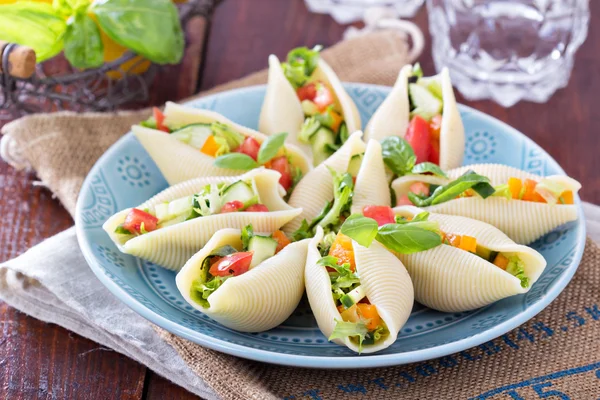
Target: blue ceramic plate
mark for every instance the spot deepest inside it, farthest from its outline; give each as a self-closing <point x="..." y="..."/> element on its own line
<point x="126" y="176"/>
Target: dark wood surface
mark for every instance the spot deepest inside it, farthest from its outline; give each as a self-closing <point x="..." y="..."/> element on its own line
<point x="39" y="360"/>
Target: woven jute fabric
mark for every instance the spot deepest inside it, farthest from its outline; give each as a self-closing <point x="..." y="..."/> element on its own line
<point x="556" y="355"/>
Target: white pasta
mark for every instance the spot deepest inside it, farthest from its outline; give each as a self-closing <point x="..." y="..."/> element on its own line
<point x="522" y="221"/>
<point x="173" y="245"/>
<point x="449" y="279"/>
<point x="257" y="300"/>
<point x="386" y="282"/>
<point x="179" y="162"/>
<point x="282" y="110"/>
<point x="393" y="115"/>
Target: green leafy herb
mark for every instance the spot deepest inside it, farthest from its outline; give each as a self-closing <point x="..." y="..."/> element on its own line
<point x="83" y="46"/>
<point x="427" y="167"/>
<point x="301" y="63"/>
<point x="398" y="155"/>
<point x="151" y="28"/>
<point x="236" y="161"/>
<point x="361" y="229"/>
<point x="270" y="147"/>
<point x="35" y="25"/>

- - - - -

** EXERCISE OBJECTIVE **
Print, with pictures removed, exactly the lines of the records above from the top through the line containing "Target: dark wood surface".

** WRITTEN RESPONSE **
Target: blue ceramic plate
mark for every instance the spot deepest inside it, farthest from its outline; give each as a self-closing <point x="..." y="..."/> element on its own line
<point x="126" y="176"/>
Target: dark wood surface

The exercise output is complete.